-- start of Material provided --

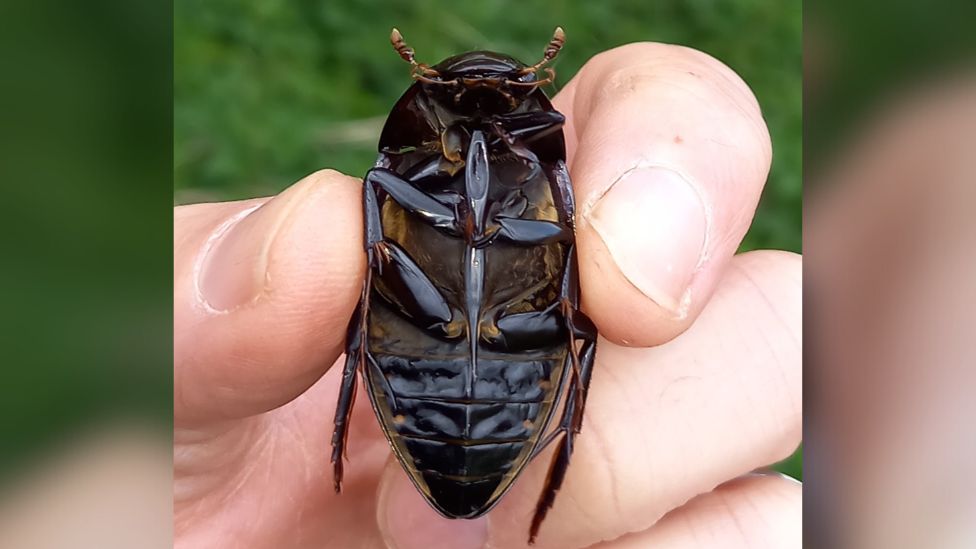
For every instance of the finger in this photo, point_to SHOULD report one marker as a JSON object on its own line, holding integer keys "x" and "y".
{"x": 665, "y": 424}
{"x": 263, "y": 290}
{"x": 669, "y": 154}
{"x": 752, "y": 511}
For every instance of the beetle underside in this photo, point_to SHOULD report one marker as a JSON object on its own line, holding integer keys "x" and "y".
{"x": 468, "y": 331}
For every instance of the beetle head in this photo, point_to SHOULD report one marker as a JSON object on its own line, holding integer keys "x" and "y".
{"x": 480, "y": 81}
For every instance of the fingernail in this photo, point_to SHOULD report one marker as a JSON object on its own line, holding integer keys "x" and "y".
{"x": 654, "y": 224}
{"x": 408, "y": 522}
{"x": 234, "y": 263}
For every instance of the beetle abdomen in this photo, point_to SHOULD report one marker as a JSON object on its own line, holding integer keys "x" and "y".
{"x": 460, "y": 448}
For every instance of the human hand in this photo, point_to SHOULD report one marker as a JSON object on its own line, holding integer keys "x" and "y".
{"x": 697, "y": 382}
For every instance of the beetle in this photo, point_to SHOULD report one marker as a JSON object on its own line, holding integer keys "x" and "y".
{"x": 468, "y": 331}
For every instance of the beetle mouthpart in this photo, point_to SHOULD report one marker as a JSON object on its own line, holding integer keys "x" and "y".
{"x": 552, "y": 50}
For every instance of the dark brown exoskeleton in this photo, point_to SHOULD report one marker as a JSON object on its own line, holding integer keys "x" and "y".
{"x": 468, "y": 331}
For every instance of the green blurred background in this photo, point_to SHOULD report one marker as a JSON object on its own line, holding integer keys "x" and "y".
{"x": 269, "y": 91}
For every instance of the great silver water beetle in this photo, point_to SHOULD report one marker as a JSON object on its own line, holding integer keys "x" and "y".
{"x": 468, "y": 331}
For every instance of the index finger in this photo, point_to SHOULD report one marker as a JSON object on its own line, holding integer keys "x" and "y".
{"x": 668, "y": 153}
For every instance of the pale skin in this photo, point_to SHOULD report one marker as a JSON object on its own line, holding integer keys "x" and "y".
{"x": 697, "y": 379}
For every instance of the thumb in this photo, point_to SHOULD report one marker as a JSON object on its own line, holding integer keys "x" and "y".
{"x": 262, "y": 293}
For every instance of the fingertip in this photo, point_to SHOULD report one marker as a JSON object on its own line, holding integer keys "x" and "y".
{"x": 406, "y": 521}
{"x": 271, "y": 289}
{"x": 671, "y": 158}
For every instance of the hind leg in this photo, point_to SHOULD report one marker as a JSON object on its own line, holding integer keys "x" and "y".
{"x": 580, "y": 328}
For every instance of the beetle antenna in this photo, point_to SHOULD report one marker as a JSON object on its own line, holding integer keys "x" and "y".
{"x": 407, "y": 54}
{"x": 552, "y": 50}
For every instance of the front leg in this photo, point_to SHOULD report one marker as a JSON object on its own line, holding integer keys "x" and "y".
{"x": 439, "y": 214}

-- end of Material provided --

- _What you need to do_:
Leave the images out and output the remaining material exactly as it stands.

- _The response_:
For every instance of the finger in this photo, point_to SHOULD report one marker as a JSON object on its own line, holding integer keys "x" and "y".
{"x": 665, "y": 424}
{"x": 263, "y": 290}
{"x": 669, "y": 154}
{"x": 752, "y": 511}
For every instance of the beetle underside in this photo, point_to SHOULD report one marker as a JSON object on its own line, holding integer keys "x" and "y".
{"x": 468, "y": 331}
For every instance of the beetle head in this photo, point_to SHOULD report one marker as a JSON object on its own line, holding integer keys "x" and "y".
{"x": 480, "y": 81}
For every instance of the fingernail in this photo, point_to SHOULD report one marker as a JSON object on its own line, holding integer keys "x" and "y".
{"x": 654, "y": 224}
{"x": 408, "y": 522}
{"x": 234, "y": 263}
For every instance of the beetle abdomen in this photo, point_to SHOULD report one marker as a JSON object on its own line, holding integer keys "x" and "y".
{"x": 460, "y": 448}
For every instance of the human hand in this photo, point_to SHOULD report one marker as a JSON object on its own line, holding integer keys "x" and "y".
{"x": 697, "y": 382}
For every instance of the beetle in this photo, point_to SHOULD report one marker as a JSON object on its own line, holding integer keys "x" and "y".
{"x": 468, "y": 331}
For every instance of the beetle mouthpart in this photo, point_to SHOULD report one marker as a JSON object on its own line, holding integer keys "x" and "y".
{"x": 552, "y": 50}
For every instance of the dark brown exoskeleton in this photo, point_to SHOULD report one marker as a JSON object on its own line, holding integer keys "x" and "y".
{"x": 468, "y": 331}
For every instance of the green blurred background in this photo, point_to SHOULD report one marker as a JSON object on its own line, holding integer keys "x" and "y".
{"x": 269, "y": 91}
For every instance of the great silver water beetle in this photo, point_to SHOULD report one marker as a JSON object on its own line, holding integer keys "x" and "y".
{"x": 468, "y": 331}
For every instance of the index finger in this photo, point_to SHOULD report one marker as a JSON object on its own line, holding integer keys "x" and "y".
{"x": 668, "y": 153}
For every instance of the pale skin in this photo, point_to SHOULD report one marker as a JSON object on its own line, holding integer keys "x" and "y".
{"x": 697, "y": 379}
For every instance of the thumb in this photo, point_to SHOULD report one marker as a JSON object on its own line, holding integer keys "x" and "y".
{"x": 262, "y": 293}
For every instance of the fingertip in this photo, point_to SHOULD report one marker as a JSON object on its own line, holding integer keys "x" and "y".
{"x": 406, "y": 521}
{"x": 271, "y": 289}
{"x": 671, "y": 158}
For every instance of the hind leg in this photo, point_to SHOULD report one marker as a JSON object on its own line, holding integer keys "x" and "y".
{"x": 580, "y": 328}
For every instance of the beetle antenna in this photo, point_to SHOULD report one marker as a JSON object on its own line, holding integer keys "x" and "y".
{"x": 407, "y": 54}
{"x": 552, "y": 50}
For every instance of the front leg in this photo, point_to SHOULD report one marker as a JSON object on its own line, holding integer keys "x" and "y".
{"x": 439, "y": 214}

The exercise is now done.